Brief: Reproduce every line of the items below without alteration, leaving out the pictures.

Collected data
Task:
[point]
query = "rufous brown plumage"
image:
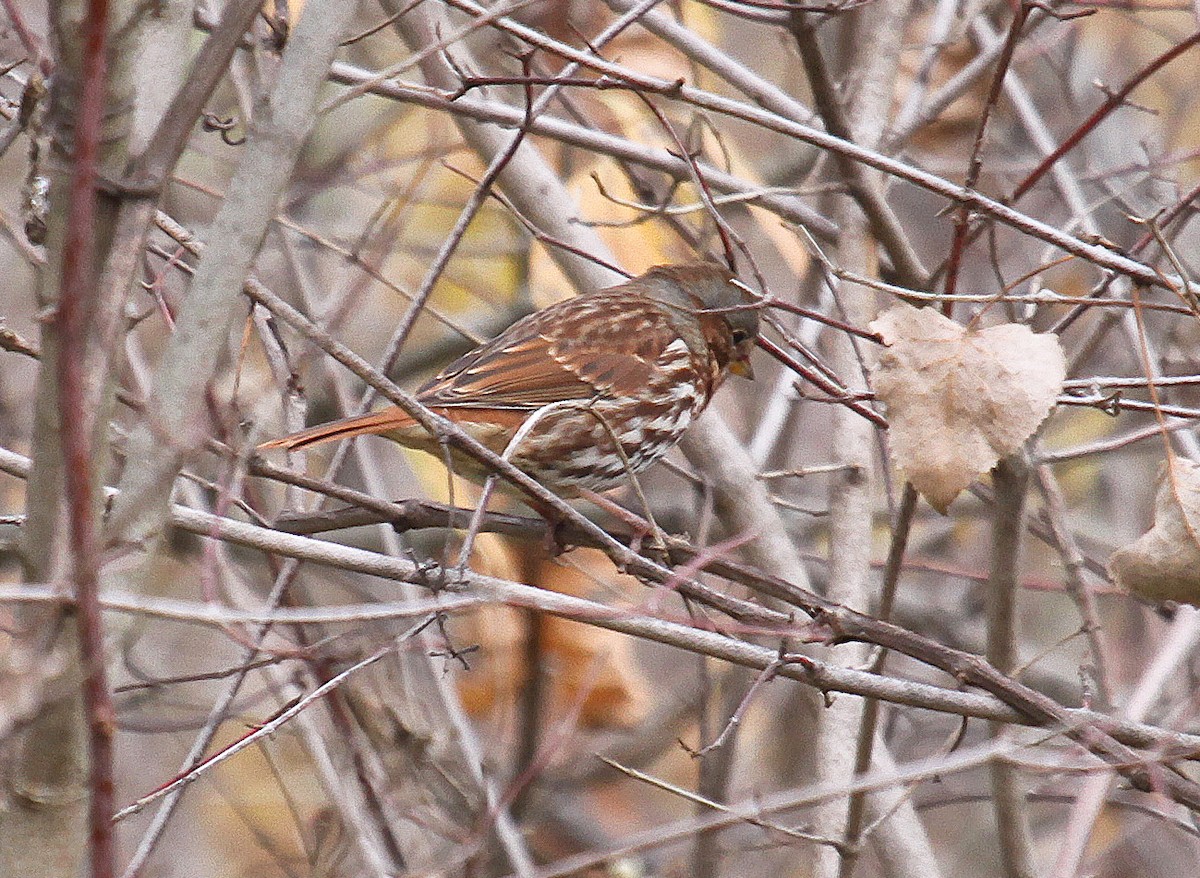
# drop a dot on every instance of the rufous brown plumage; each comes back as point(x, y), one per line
point(628, 366)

Reply:
Task:
[point]
query = "rufous brown plumage"
image:
# drop a dot on every instance of the rufous brown plumage; each comes back as point(x, y), one per line
point(628, 366)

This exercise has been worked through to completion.